##### Testo di partenza #####

A un anno esatto dalla pubblicazione della legge n.200/03 [1] , che ha convertito ,con modifiche, il d.l. 24.6.2004 n. 147, introducendo l’art. 10 bis nel quale , nonostante gli sforzi interpretativi prodotti anche dal S.C.[2], si è ritenuto non potesse leggersi se non una sfacciata ( quanto incostituzionale [3] ) proroga ( al 3 agosto 2004 ) dei termini “transitori” , già ampiamente scaduti, di cui all’art. 62, comma 11 del d.lgs. 152/99, ecco l’ultima “chicca” estiva.
Con la legge n.192 del 28 luglio 2004 [4] di conversione , con modifiche, del d.l. 144/2004 recante l’ ingannevole rubrica “Differimento della disciplina sulla qualità delle acque di balneazione”, al comma 2, ultima parte dell’articolo 1, a sua volta ingannevole quanto a rubrica : “Differimento termini ossigeno disciolto”, ha stabilito che « i termini di cui all’art.10 bis del d.l. 24.6.2003,n. 147, convertito con modificazioni, dalla L. 1.8.2003, n. 200, sono differiti al 31 dicembre 2004» .
Siamo senza parole.

##### Blocco dati #####

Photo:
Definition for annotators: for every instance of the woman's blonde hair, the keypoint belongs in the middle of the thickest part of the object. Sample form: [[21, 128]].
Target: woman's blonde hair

#####

Riassumi in due frasi il testo sulla proroga dei termini dell'art. 10 bis. I dati sono materiale a sé, separato dal testo.

[Svolgimento] A un anno dalla legge n. 200/03, che aveva introdotto l'art. 10 bis, letto come una sfacciata e incostituzionale proroga al 3 agosto 2004 dei termini transitori già scaduti dell'art. 62, comma 11, del d.lgs. 152/99, arriva una nuova «chicca» estiva. La legge n. 192 del 28 luglio 2004, che converte il d.l. 144/2004, ha differito quei termini al 31 dicembre 2004, lasciando chi scrive senza parole.